TO DO:
A – Using the peer review of the data stewardship paper, explain in one to three sentences why the reviewer considered "Commandment 10: Think about sustainability" inadequate as written.
B – Continue the peer review of the data stewardship paper from the point where it stops.
(Beginning of PASSAGE TO READ)
Excessive use of abbreviations without definition (e.g., WP, FTE, EDC, PCCM, eCRF, BFO, OBO, RO, GDPR, HIPAA, EHR, DICOM, ARX) is just a superficial example of how the writing is going to miss people at different ends of the translational research spectrum, and largely be "preaching to the choir" when it does hit.
--> I have now included the full terms, with acronyms in brackets. ARX is not an acronym, apparently.
May help to reduce the number of suggestions (not artificially constrained to the "ten commandments" framework), so have more room to make individual key sections on HOW to achieve the general suggestions made.
--> I kept the ten commandments framework in place, but have included several paragraphs throughout the paper with concrete examples.
For example, reference to GDPR and HIPAA and how should have good data processor agreements and proper patient consent explanation. A reader who does not already know, will have no greater clarity on how to do any of this. Could have an example of what a typical, but poor, patient consent statement would be vs. a good one.
--> I have included a paragraph on the consent form in commandment 4.
Commandment 10: Think about sustainability. A reader can "think" about it and not actually be able to do anything about it. Some concrete suggestions on example sustainability plans would help. (e.g., data repositories as suggested, or operational hosting plans, institutional core resources, etc.)
--> I have changed this commandment to "Make it sustainable", and gave some suggestions.
Review #4
Summary of paper in a few sentences:
This position paper offers a set of desiderata for the data stewardship of projects in translational research—or really any research actually. These principles are derived from the authors personal experience in several large research projects.
(End of PASSAGE TO READ)
(Beginning of DATA SECTION)
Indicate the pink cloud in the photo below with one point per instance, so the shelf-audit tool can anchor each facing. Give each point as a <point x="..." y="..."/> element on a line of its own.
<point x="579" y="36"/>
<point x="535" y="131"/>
(End of DATA SECTION)
OUTPUTS BY TASK:
A – The reviewer noted that a reader can "think" about sustainability without actually being able to do anything about it. For that reason, the reviewer asked for concrete suggestions, such as example sustainability plans, data repositories, operational hosting plans, or institutional core resources.

B –
Reasons to accept:
The paper is accessible, written in a style that will grab attention and that communicates its ideas well. The topic is important and is not well covered in the translational science literature.
--> I thank the reviewer for his comments.
Reasons to reject:
The paper does not reference current literature on data stewardship and it does not seem to recognize that data stewardship is already a scholarly discipline.
--> The "FAIR Guiding Principles for scientific data management and stewardship" paper was already discussed in the manuscript. I have now included some more relevant literature in the introduction section.
Further comments:
The paper is generally well written, but needs copyediting for English usage. "Learnings" is not a concrete noun in English. "Up front" is two words. "Institutes" are transient, whereas "institutions" have durability. It is not clear that "replacement" refers specifically to a person.
--> I thank the reviewer for his suggestions. I have implemented the listed corrections (or alternatives).
It is not obvious to me that any of the commandments will necessarily become irrelevant with time as the author suggests. The ideas may become practiced more widely, but scientists will still need to be aware of these principles. It is also not obvious why these principles apply only to translational research. They would seem to have much wider applicability.
--> This is correct, I have changed this sentence in the discussion (and abstract). Translational research is on the interface between basic research and clinical research, and thus some of the principles apply to these areas as well.
The author needs to define all the acronyms in the paper: CRF, eCRF, PCCM, BFO, OBO, RO, GDPR, HIPAA, EHR
--> I have now included the full terms, with acronyms in brackets.
The reference to "ontologies for translational research" in Commandment 3 mentions BFO, OBO, and RO. OBO is not an ontology, but rather a library of ontologies. BFO and RO are ontologies sometimes used in the construction of other ontologies, but they themselves do not specify terms that are relevant for the creation of standardized metadata.
--> Indeed, the OBO foundry maintains us a list of ontologies. I have updated the text (and explained the acronyms).
What was the method by which the entries in Table 1 were created? How can the reader know that this list is in any way complete? Many of the descriptions in this table do not give the reader a sense of what the tool actually does.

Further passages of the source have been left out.